[Data — start]
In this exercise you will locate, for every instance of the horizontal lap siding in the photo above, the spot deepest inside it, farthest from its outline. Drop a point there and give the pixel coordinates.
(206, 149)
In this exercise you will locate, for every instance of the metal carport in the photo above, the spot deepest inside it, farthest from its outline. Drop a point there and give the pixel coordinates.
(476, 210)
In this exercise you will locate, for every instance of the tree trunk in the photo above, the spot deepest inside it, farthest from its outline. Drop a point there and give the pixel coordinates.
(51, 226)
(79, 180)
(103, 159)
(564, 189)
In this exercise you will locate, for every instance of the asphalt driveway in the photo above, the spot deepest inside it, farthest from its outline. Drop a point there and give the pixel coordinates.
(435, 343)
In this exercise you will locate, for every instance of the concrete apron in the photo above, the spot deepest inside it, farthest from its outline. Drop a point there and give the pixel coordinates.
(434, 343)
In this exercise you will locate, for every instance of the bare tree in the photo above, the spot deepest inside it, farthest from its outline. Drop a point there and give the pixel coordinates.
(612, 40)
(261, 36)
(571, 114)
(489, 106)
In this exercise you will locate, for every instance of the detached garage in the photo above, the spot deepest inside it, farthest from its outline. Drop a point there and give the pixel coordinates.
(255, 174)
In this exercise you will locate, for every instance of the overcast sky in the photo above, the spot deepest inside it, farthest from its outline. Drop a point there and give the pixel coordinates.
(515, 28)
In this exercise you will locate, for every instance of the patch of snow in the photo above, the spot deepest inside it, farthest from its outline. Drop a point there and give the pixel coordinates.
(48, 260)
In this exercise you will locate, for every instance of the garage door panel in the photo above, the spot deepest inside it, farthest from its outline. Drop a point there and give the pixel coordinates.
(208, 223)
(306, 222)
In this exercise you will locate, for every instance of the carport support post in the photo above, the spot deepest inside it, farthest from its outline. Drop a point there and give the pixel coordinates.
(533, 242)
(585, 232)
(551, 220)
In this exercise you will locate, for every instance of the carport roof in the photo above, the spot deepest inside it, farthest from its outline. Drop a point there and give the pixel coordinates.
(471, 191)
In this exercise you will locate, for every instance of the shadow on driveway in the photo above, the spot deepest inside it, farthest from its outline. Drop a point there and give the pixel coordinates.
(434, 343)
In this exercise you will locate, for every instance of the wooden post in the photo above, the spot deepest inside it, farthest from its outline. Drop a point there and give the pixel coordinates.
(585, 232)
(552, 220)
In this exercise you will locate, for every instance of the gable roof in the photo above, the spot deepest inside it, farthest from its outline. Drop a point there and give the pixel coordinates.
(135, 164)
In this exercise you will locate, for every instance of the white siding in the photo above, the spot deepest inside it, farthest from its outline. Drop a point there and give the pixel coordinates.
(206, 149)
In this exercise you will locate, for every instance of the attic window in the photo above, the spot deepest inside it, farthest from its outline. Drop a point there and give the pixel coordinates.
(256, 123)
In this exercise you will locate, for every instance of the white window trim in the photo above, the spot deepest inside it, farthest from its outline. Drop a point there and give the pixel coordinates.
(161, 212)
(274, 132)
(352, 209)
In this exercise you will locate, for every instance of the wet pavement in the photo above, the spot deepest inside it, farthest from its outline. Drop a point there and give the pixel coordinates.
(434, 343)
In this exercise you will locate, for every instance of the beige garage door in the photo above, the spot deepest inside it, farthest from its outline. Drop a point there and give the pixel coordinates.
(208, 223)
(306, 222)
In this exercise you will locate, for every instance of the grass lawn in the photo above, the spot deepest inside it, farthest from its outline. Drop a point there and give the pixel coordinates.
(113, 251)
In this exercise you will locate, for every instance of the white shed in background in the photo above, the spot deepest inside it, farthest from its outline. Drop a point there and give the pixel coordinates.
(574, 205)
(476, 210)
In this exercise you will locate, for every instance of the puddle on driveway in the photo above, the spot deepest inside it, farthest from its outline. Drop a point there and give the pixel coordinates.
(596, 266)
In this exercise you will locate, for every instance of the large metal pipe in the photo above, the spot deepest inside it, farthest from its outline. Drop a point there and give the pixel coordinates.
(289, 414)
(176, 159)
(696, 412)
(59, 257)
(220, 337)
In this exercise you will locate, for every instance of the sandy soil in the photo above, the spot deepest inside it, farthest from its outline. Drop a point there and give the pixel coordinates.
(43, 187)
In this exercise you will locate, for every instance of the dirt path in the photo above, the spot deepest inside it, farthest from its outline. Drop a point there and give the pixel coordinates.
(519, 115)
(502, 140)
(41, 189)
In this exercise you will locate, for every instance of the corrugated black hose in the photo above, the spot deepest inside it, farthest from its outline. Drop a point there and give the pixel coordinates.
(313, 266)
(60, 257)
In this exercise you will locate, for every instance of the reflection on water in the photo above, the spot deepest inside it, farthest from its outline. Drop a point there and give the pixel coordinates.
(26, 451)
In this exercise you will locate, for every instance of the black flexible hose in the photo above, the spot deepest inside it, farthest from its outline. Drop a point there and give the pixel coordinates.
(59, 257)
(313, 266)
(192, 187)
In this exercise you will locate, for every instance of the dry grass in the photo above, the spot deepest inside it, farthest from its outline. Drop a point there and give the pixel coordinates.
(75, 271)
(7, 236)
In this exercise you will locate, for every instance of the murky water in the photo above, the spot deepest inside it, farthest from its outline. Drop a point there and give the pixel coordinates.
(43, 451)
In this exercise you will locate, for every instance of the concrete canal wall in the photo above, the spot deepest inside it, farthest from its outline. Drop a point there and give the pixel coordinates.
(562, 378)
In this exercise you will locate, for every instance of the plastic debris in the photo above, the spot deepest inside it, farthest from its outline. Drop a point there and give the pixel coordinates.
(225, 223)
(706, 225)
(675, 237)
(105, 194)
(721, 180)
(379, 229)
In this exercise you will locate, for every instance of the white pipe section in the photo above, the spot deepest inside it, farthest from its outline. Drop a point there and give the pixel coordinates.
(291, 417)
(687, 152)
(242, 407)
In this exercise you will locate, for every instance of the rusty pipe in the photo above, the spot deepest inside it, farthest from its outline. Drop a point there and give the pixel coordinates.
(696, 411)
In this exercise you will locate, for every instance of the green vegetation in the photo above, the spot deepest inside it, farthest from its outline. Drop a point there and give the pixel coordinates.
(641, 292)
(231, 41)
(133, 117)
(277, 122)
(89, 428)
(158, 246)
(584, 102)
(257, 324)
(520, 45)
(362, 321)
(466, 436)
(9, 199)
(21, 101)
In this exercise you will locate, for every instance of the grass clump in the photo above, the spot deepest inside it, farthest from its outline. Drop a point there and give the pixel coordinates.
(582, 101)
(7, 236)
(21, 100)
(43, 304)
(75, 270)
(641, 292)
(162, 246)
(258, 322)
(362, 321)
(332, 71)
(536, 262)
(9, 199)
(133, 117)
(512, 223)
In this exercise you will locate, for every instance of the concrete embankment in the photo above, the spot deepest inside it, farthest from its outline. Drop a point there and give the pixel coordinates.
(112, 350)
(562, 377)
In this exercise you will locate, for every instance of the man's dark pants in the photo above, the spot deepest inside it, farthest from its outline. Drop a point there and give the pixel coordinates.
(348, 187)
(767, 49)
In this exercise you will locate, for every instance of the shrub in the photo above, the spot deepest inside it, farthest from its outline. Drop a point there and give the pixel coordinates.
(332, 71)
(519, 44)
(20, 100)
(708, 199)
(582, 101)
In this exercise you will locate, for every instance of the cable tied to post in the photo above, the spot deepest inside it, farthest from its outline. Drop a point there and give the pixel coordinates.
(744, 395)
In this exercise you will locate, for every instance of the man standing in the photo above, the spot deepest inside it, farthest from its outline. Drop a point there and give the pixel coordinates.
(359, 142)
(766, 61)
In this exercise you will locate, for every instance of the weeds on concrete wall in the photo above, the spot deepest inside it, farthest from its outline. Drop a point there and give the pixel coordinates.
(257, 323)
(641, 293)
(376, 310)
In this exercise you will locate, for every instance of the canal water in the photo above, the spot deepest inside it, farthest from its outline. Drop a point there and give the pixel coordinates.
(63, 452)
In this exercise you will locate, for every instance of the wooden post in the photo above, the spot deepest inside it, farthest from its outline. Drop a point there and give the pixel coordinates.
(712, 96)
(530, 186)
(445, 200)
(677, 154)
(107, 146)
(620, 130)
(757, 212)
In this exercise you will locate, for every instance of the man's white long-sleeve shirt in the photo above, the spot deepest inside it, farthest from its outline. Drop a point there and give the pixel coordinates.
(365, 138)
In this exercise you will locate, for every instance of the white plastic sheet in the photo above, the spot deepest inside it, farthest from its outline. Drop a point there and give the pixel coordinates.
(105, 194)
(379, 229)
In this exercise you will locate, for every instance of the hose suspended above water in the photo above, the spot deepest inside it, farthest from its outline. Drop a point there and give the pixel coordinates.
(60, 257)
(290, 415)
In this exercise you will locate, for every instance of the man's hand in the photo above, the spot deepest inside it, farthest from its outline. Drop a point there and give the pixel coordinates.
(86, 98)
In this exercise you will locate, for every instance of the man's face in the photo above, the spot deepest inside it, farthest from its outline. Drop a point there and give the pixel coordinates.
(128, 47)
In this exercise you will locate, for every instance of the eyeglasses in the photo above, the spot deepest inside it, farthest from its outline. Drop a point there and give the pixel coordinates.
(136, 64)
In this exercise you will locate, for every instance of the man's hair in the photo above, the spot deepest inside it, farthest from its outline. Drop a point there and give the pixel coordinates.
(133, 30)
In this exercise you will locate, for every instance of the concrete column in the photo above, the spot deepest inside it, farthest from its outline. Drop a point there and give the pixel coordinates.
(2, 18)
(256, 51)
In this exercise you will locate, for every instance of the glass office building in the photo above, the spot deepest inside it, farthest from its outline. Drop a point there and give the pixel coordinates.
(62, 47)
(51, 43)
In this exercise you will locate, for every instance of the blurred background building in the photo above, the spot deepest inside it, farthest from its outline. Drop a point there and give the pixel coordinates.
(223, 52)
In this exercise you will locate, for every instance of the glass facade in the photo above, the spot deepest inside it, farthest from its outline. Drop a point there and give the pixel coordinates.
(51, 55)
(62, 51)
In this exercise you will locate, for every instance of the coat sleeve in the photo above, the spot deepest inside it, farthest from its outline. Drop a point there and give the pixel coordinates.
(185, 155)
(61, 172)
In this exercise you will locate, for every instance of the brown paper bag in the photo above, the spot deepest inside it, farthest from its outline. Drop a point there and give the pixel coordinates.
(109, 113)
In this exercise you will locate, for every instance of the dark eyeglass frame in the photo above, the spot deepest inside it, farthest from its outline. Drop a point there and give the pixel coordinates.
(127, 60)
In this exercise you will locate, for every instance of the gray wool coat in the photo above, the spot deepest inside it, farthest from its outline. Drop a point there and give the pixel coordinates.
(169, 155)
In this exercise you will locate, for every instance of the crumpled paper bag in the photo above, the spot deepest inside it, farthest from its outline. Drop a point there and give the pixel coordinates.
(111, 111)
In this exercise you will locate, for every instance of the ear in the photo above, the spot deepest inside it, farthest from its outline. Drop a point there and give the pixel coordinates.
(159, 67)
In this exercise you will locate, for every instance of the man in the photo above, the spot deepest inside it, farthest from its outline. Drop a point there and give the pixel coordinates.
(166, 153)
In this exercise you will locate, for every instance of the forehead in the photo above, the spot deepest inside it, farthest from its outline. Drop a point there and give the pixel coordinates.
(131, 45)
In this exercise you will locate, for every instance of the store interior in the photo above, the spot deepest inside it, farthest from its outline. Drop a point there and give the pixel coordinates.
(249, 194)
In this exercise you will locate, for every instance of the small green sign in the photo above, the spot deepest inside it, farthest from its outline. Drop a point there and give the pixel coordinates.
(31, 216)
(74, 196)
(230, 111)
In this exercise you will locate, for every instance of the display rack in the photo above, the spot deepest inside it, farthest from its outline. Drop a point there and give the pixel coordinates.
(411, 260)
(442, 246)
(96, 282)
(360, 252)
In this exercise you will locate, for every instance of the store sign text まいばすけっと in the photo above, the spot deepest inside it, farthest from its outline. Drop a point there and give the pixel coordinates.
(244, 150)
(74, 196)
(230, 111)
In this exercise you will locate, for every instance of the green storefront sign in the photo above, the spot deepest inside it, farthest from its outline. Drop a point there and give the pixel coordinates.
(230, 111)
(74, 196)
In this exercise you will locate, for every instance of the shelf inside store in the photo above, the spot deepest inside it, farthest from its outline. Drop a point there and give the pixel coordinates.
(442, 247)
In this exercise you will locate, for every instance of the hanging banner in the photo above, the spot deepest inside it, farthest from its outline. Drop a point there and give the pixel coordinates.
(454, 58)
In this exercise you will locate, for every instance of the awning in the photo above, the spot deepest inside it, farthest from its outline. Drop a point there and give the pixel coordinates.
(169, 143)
[Data — finish]
- _Exercise details_: Output must be limited to the lines beginning with the one that contains "of the awning" and ending with the last line of the entries, reproduced exactly.

- _Solution to this problem_:
In this exercise you will locate, for every instance of the awning in the photo above, the spot deepest inside it, farthest from its outline. Drop a point there and give the pixel coordinates.
(169, 143)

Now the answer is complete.